▸ **Aim of the exercise**
Go through the entries and say how many lines contain the string "female". The number is the whole answer.

--- Material provided Enclosed Below ---

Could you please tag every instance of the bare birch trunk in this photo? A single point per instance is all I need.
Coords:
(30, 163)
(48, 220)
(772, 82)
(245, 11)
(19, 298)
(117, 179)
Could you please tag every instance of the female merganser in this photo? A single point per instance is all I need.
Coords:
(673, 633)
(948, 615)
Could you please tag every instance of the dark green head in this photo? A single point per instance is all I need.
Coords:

--- End of Enclosed Material provided ---
--- Material provided Enclosed Below ---

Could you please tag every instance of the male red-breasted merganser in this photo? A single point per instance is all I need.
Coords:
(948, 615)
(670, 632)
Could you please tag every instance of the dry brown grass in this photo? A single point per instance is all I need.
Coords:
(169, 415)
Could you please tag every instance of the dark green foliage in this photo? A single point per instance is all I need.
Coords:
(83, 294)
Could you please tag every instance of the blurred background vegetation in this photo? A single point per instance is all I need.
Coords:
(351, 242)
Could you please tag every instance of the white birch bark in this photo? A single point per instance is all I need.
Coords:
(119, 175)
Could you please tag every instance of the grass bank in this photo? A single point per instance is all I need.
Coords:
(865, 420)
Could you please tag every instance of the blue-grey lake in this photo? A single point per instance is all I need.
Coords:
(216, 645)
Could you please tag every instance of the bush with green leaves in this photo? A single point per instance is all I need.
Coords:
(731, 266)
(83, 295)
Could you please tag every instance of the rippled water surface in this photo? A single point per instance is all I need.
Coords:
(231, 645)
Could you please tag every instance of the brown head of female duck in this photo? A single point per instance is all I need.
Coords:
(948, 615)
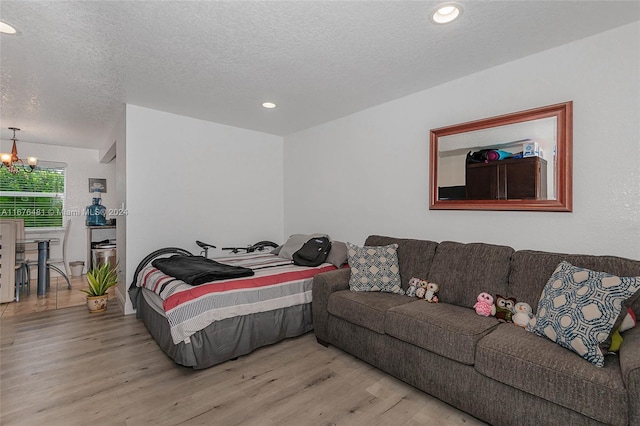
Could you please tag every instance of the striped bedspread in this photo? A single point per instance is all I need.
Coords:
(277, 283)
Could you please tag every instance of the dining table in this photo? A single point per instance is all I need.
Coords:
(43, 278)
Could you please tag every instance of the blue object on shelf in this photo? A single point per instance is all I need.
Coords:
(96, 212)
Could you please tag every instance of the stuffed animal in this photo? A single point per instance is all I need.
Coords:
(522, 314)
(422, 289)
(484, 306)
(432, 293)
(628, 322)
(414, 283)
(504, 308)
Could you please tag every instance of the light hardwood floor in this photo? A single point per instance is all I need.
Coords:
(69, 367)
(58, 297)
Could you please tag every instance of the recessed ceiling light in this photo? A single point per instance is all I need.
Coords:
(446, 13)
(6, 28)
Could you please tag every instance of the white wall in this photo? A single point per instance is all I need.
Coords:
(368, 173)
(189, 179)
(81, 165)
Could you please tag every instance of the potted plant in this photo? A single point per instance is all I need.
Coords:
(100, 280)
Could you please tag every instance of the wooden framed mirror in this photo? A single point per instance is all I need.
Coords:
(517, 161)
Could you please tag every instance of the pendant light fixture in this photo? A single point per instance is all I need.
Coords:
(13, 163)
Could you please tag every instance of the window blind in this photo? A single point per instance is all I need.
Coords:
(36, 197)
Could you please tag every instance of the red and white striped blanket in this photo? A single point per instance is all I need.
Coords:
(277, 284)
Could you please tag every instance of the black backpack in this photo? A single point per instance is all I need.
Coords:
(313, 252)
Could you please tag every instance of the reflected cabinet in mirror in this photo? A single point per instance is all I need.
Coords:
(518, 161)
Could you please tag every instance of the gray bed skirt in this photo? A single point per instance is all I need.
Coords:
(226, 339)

--- End of Enclosed Material provided ---

▸ **Answer space**
2